_Work item_: Return the records exactly, from the first line through the "Give the outline of every instance of the green" line.

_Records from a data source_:
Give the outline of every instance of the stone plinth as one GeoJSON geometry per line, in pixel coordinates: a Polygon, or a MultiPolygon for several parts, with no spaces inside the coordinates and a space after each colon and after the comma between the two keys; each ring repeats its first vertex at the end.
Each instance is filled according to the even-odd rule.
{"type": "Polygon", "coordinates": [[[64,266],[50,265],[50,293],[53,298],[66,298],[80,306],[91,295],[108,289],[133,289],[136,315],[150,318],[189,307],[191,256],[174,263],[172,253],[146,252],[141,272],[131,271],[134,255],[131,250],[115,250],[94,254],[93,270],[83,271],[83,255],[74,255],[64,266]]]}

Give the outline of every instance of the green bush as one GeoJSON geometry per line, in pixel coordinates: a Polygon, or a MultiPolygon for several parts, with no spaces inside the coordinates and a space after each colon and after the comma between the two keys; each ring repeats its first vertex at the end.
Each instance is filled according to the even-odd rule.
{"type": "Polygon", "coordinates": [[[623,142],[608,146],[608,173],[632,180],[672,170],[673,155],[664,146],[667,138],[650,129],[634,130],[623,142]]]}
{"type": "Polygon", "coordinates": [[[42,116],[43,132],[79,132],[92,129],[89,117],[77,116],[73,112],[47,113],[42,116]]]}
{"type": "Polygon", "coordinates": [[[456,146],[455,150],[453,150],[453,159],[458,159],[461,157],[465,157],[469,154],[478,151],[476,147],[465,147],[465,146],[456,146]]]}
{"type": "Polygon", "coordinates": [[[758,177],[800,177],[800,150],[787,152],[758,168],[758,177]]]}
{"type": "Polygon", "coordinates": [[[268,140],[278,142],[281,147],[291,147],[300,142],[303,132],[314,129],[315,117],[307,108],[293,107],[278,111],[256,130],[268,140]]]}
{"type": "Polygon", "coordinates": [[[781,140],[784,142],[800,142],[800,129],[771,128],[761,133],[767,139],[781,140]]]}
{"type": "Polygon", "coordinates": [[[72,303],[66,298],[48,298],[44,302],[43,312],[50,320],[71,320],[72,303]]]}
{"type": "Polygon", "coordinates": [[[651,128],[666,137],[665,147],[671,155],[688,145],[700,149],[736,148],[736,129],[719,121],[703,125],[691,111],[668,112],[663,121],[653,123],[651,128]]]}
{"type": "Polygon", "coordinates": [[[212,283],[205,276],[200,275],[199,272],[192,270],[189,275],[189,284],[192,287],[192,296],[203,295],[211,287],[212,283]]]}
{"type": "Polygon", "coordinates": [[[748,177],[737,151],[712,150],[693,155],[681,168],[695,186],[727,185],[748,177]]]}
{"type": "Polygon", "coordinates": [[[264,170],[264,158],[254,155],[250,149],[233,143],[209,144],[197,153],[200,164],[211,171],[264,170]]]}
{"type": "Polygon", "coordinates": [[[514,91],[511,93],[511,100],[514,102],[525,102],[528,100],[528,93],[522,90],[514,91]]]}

_Your response_:
Give the outline of every instance of the stone plinth as one GeoJSON geometry per line, in pixel coordinates: a Polygon, or a MultiPolygon for several parts, with no spaces inside the coordinates and a space after each colon and after the comma between the two keys; each ring repeats its first vertex at the end.
Each instance is filled according to the even-odd rule.
{"type": "Polygon", "coordinates": [[[64,266],[50,265],[50,293],[53,298],[66,298],[80,306],[91,295],[108,289],[133,289],[136,315],[150,318],[189,307],[191,256],[174,263],[172,253],[146,252],[141,272],[131,271],[134,255],[131,250],[115,250],[94,254],[93,270],[83,271],[83,255],[74,255],[64,266]]]}

Give the outline of every instance of the green bush as one GeoJSON geometry per line, in pixel coordinates: a Polygon, or a MultiPolygon for several parts, with no spaces inside the coordinates and a space after each colon and after the comma between the two keys; each ring repeats its first vertex at the end.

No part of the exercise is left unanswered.